─── SOURCE MATERIAL ───

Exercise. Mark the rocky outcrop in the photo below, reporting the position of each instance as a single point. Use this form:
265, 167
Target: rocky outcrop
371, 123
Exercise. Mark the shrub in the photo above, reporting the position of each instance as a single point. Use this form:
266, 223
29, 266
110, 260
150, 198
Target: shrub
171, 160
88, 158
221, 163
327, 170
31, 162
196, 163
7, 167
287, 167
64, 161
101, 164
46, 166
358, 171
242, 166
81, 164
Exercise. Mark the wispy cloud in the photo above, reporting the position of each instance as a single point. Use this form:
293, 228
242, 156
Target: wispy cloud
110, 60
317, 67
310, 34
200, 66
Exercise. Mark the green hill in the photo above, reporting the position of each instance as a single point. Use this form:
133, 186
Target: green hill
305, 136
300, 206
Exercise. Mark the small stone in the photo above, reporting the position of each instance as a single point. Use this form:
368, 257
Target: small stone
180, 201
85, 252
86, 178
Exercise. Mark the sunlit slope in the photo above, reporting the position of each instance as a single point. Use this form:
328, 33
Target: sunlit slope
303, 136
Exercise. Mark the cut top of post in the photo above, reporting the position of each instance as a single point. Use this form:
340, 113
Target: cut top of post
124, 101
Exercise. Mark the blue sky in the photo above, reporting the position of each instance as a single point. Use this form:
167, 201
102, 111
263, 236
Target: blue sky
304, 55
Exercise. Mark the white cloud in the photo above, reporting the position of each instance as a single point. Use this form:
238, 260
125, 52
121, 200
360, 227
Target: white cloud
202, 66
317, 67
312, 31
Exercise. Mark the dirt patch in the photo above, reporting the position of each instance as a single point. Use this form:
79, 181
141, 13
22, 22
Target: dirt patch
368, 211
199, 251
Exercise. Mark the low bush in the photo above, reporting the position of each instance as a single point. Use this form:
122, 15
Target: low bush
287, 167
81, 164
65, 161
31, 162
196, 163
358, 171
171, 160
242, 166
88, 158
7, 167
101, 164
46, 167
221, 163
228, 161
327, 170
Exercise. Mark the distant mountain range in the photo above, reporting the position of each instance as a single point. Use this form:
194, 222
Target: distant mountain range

───

From the records above, tally every line that contains the string "Exercise"; the reply consists of that number alone.

12